* **What to do**
Reproduce the records below in full and exactly, without their images.

******************************

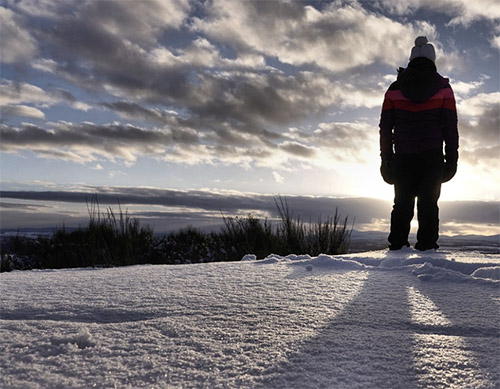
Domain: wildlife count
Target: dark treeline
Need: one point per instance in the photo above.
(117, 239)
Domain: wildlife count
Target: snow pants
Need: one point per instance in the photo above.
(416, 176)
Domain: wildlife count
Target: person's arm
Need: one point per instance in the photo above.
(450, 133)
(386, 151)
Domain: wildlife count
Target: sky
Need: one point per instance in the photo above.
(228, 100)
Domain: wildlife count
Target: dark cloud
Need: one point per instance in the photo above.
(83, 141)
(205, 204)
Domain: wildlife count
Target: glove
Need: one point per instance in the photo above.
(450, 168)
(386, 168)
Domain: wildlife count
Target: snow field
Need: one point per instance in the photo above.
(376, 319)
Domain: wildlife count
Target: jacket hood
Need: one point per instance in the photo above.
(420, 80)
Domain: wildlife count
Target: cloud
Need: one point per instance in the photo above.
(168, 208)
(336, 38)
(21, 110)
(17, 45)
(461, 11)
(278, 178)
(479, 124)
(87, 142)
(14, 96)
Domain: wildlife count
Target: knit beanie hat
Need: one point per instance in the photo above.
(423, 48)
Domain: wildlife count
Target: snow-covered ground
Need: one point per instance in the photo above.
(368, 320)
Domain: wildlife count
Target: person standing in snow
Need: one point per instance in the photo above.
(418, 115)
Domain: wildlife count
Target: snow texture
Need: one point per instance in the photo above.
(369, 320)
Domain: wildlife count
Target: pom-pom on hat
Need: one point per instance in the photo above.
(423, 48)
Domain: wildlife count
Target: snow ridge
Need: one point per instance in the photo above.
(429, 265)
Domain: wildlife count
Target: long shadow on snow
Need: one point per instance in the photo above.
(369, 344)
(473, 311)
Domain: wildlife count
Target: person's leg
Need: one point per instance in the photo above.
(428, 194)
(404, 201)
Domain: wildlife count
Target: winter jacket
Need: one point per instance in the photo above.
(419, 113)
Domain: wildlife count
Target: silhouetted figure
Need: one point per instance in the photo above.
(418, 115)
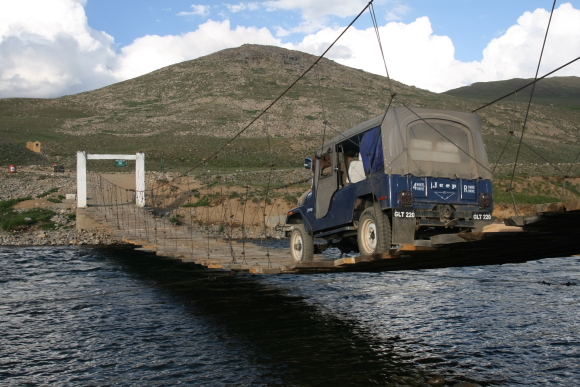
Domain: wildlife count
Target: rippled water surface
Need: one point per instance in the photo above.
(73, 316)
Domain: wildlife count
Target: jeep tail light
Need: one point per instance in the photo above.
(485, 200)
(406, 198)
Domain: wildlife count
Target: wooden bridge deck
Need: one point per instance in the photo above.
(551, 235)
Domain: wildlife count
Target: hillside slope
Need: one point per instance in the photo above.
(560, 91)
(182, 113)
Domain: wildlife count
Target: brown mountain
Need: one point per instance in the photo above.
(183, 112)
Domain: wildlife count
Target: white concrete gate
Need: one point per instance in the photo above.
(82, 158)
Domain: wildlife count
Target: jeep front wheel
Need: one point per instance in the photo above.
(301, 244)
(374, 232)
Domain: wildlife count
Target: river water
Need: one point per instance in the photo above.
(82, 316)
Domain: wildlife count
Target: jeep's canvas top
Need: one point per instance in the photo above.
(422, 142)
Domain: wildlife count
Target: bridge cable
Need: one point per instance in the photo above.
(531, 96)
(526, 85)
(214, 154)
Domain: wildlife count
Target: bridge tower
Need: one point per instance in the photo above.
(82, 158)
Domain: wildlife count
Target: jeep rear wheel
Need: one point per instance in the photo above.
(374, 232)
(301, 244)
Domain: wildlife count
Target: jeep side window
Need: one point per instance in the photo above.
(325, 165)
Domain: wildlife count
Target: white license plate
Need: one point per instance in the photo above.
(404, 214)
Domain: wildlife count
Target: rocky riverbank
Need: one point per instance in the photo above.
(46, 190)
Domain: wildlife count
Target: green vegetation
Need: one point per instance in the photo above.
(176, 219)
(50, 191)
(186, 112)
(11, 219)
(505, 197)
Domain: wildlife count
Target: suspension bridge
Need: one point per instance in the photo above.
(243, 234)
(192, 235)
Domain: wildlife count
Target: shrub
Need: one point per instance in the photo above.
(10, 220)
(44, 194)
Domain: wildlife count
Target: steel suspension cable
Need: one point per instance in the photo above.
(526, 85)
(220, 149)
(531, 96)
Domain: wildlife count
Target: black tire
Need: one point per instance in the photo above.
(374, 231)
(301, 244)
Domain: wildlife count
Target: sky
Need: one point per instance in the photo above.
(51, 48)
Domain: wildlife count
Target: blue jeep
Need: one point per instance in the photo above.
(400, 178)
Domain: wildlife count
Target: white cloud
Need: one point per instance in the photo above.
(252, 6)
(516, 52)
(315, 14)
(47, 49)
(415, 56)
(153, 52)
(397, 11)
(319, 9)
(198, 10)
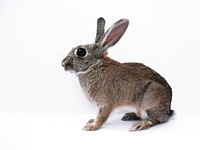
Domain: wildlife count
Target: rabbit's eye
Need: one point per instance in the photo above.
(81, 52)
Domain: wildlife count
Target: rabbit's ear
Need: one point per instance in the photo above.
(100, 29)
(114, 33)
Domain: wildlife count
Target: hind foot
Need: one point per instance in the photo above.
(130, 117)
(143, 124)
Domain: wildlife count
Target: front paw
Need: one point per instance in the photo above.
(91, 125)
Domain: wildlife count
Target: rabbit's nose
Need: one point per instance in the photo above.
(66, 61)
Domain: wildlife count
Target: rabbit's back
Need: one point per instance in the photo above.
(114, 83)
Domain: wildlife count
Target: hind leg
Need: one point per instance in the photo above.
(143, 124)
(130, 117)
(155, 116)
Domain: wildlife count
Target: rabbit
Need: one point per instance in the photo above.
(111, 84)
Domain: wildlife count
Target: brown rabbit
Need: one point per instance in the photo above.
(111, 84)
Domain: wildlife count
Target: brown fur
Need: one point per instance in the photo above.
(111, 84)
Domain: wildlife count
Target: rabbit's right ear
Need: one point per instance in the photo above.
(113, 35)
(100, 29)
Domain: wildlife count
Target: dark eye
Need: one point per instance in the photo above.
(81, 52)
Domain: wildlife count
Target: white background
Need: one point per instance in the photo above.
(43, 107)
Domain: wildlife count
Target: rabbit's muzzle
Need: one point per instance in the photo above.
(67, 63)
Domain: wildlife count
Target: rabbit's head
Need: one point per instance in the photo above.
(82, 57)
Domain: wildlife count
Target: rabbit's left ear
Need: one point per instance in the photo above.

******************************

* **Result of the task**
Domain: wildlife count
Target: dark treeline
Need: one point per instance in the photo above.
(117, 239)
Domain: wildlife count
Target: snow pants
Need: one point per instance in the photo above.
(416, 176)
Domain: wildlife count
Target: person's arm
Need: one point per instance in the photo above.
(450, 133)
(386, 151)
Domain: wildlife count
Target: sky
Need: one point per instance in the photo above.
(228, 100)
Domain: wildlife count
Target: dark cloud
Need: one point per instance in the photo above.
(83, 141)
(205, 204)
Domain: wildlife count
Target: glove
Need: one point per instance in the photo above.
(450, 168)
(386, 168)
Domain: wildlife count
Target: snow field
Need: one point per instance in the photo above.
(376, 319)
Domain: wildlife count
Target: jacket hood
Need: one point per instance in the photo above.
(420, 80)
Domain: wildlife count
Target: cloud
Need: one point per instance in the photo above.
(168, 208)
(336, 38)
(21, 110)
(17, 45)
(461, 11)
(278, 178)
(479, 124)
(87, 142)
(14, 96)
Domain: wildlife count
Target: knit beanie hat
Need: one point per instance in the photo above.
(423, 48)
Domain: wildlife count
Target: snow-covered ground
Need: one point per instance in the photo above.
(368, 320)
Domain: wildlife count
Target: person standing in snow
Need: one point per instance in the photo above.
(418, 115)
Domain: wildlife count
Target: snow texture
Need: one point per instance in the photo above.
(369, 320)
Domain: wildlife count
Target: pom-pom on hat
Need: one point per instance in the photo above.
(423, 48)
Domain: wildlife count
Target: snow ridge
Need: one point per instance in the photo above.
(429, 265)
Domain: wildlife count
Target: long shadow on snow
Need: one point per instance in the photo above.
(369, 344)
(473, 311)
Domain: wildlife count
Target: person's leg
Need: one point per instance in the photo above.
(428, 194)
(404, 201)
Domain: wildlife count
Target: winter jacket
Need: one point per instance in the photo above.
(419, 113)
Domain: wildlife count
Target: silhouetted figure
Need: one point per instance in the photo above.
(418, 115)
Domain: wildlife count
Target: rippled water surface
Need: one point per instance in the photo above.
(73, 316)
Domain: wildlife count
Target: jeep tail light
Need: one point per instance in the photo above.
(485, 200)
(406, 198)
Domain: wildlife count
Target: wooden bridge deck
Need: one point per instance in the photo above.
(551, 235)
Domain: wildlife count
Target: hillside slope
Need: one point per instance in the photo above.
(560, 91)
(182, 113)
Domain: wildlife count
Target: brown mountain
Need: one point per instance in the photo above.
(183, 112)
Domain: wildlife count
Target: white concrete gate
Need: one point per instance in the photo above.
(82, 158)
Domain: wildlife count
Target: jeep front wheel
Need: one point per instance in the photo above.
(301, 244)
(374, 232)
Domain: wildlife count
Target: river water
Need: one point per instance in the photo above.
(82, 316)
Domain: wildlife count
Target: jeep's canvas top
Need: one point per instance in the photo above.
(422, 142)
Domain: wildlife count
Target: bridge cable
Need: one point per instance in the photo above.
(531, 96)
(526, 85)
(214, 154)
Domain: wildlife count
Target: bridge tower
Need: one point per instance in the photo above.
(82, 158)
Domain: wildlife count
Target: jeep rear wheel
Need: one point per instance in the photo above.
(374, 232)
(301, 244)
Domain: wildlife count
Target: jeep side window
Need: one point per instance in the photo above.
(325, 165)
Domain: wildlife count
Target: white license plate
Need: one point per instance in the photo above.
(404, 214)
Domain: wildlife count
Target: rocky riverbank
Need: one point per instance in the photo above.
(46, 190)
Domain: wildlife count
Target: green vegetation
Need: one point per instance in the photo above.
(176, 219)
(50, 191)
(186, 112)
(11, 219)
(505, 197)
Domain: wildlife count
Target: suspension bridge
Need: one point per instance in the photo above.
(243, 234)
(192, 235)
Domain: wildlife count
Target: shrub
Need: one point per instance in the photo above.
(10, 220)
(44, 194)
Domain: wildlife count
Target: steel suspension cable
Need: one point per instance in the photo above.
(526, 85)
(220, 149)
(531, 96)
Domain: wildlife count
Target: black tire
Need: one point per instance in the photo above.
(374, 231)
(301, 244)
Domain: wildlife count
Target: sky
Need: one point per instance in the photo above.
(51, 48)
Domain: wildlife count
Target: blue jeep
Need: one point per instance in the photo above.
(400, 178)
Domain: wildlife count
Target: white cloud
Need: one point per instance in the photo above.
(252, 6)
(516, 52)
(315, 14)
(47, 49)
(415, 56)
(153, 52)
(397, 11)
(319, 9)
(198, 10)
Domain: wildlife count
Target: rabbit's eye
Need: one point per instance in the photo above.
(81, 52)
Domain: wildlife count
Target: rabbit's ear
Need: one point per instance in the photo above.
(100, 29)
(114, 33)
Domain: wildlife count
Target: hind foot
Need: one point per instance in the photo above.
(130, 117)
(143, 124)
Domain: wildlife count
Target: front paw
Need: one point per instance in the photo above.
(91, 125)
Domain: wildlife count
Target: rabbit's nose
Need: one point per instance in the photo above.
(66, 61)
Domain: wildlife count
Target: rabbit's back
Need: one point per instance in the photo above.
(114, 83)
Domain: wildlife count
Target: hind leg
Need: one point per instance in the photo above.
(143, 124)
(130, 117)
(155, 116)
Domain: wildlife count
Target: rabbit
Need: one point per instance in the photo above.
(111, 84)
Domain: wildlife count
Target: brown rabbit
Need: one point per instance in the photo above.
(111, 84)
Domain: wildlife count
Target: brown fur
Need: one point per instance in the photo above.
(111, 84)
Domain: wildlife count
Target: rabbit's right ear
Need: one point per instance in the photo above.
(113, 35)
(100, 29)
Domain: wildlife count
Target: dark eye
Need: one point per instance in the photo above.
(81, 52)
Domain: wildlife count
Target: white background
Need: one point per instance in the photo above.
(43, 107)
Domain: wildlife count
Target: rabbit's muzzle
Need: one point per instance in the photo above.
(67, 63)
Domain: wildlife count
Target: rabbit's head
Need: one point per instance in the photo above.
(82, 57)
Domain: wildlife count
Target: rabbit's left ear
Need: one point per instance in the photo above.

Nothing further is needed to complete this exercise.